* Exercise task *
Reproduce every line from the one containing "spot the boy" through the end of the records, both ends included, with each x and y coordinate in the answers scaled by 0.3 and rounded to the nearest whole number, halves rounding up, and all other lines left unchanged.

* Data supplied *

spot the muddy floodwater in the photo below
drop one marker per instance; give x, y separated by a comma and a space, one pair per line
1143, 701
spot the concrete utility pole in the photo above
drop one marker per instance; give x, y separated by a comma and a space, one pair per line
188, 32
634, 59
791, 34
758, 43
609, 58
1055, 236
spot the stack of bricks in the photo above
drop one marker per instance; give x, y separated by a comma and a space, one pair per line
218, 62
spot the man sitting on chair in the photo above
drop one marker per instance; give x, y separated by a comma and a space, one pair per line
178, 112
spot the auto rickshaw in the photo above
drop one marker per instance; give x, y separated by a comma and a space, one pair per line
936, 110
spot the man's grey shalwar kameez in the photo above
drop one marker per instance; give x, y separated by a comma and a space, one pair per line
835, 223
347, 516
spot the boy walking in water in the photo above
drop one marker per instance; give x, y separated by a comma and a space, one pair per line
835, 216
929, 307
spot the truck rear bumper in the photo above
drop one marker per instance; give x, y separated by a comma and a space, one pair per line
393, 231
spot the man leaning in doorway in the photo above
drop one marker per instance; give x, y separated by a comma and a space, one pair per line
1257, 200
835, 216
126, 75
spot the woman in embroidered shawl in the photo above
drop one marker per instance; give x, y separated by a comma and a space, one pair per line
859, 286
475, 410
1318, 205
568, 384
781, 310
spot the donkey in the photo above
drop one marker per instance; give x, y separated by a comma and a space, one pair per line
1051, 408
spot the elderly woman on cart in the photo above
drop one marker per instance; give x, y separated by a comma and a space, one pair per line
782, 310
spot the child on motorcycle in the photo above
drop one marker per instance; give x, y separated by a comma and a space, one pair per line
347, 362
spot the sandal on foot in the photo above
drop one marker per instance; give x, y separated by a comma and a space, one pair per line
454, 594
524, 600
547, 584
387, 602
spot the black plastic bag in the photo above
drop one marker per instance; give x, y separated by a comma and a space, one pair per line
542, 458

* Exercise solution *
spot the boy walking in water in the photo above
drop one marker per instance; give x, y separated by a comma and a space, one pair per line
251, 65
279, 92
spot the truck rear bumper in the photo above
drop one marker per instance; give x, y separated by a comma and a space, one pair per line
118, 69
spot the man leaning in doorway in the photo above
drop one marker per instance; give x, y separated by a comma and a space, one pair per line
377, 60
251, 65
38, 23
spot the woman in embroidered shawl in the photo above
drop one marker per instance; give x, y separated by a comma and a space, one pair per line
258, 86
143, 123
395, 62
170, 115
234, 93
spot the donkey in the photo above
drop one marker per instance; give x, y separated by a comma and a space, one pair per line
315, 122
spot the elderly woman on cart in the photo above
drop one marker per instance; give x, y separated by a comma and a space, one pair per line
235, 93
spot the child on motorcycle in the photo above
drop one marker per instance; give x, y separated by a comma and a space, one pair per line
104, 109
spot the sandal on foot in the photo above
drop one marker per instance; give x, y separated by a comma and a space, one pair per line
136, 178
157, 180
164, 175
116, 181
spot the black plastic bag in the photo above
drop one marker per instance; give x, y separated by a comma and a space, one pair per line
163, 137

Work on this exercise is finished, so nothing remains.